Data items
- - -

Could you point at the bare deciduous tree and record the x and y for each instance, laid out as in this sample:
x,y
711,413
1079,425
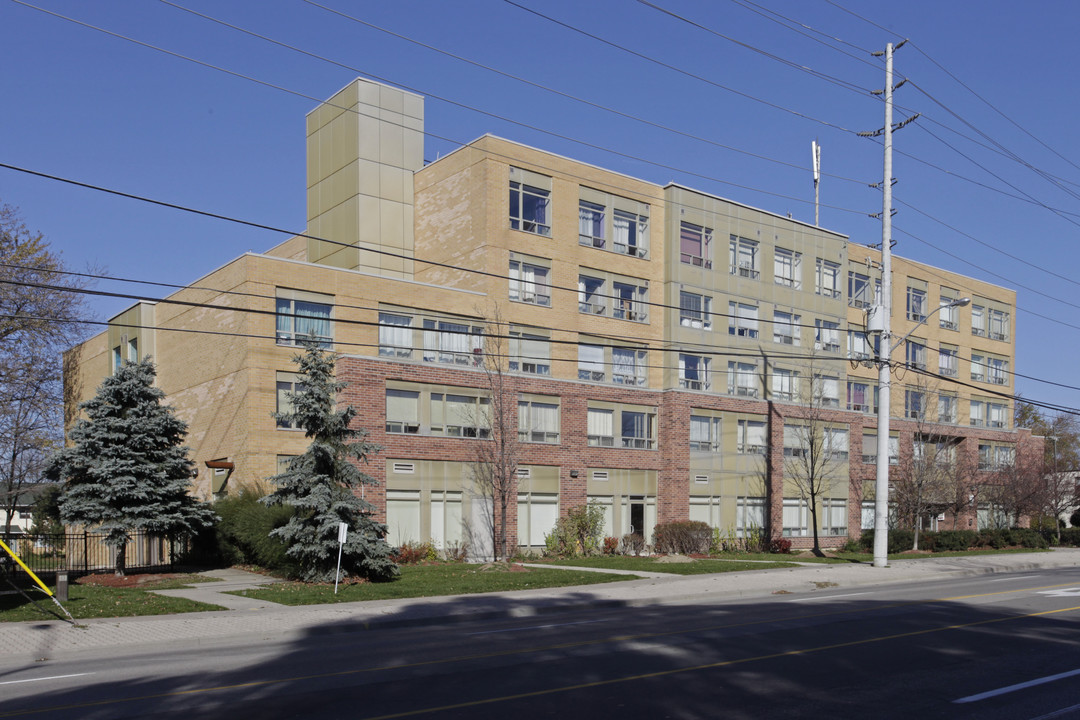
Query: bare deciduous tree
x,y
496,456
38,304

- - -

*Set problem*. Repeat each of the items above word for word, leaving out the pictures.

*Answer*.
Could you point at the bare deciduous tree and record the x and y for each instance, laid out as in this sample:
x,y
711,413
1079,425
Query: bare deciduous tree
x,y
496,456
38,304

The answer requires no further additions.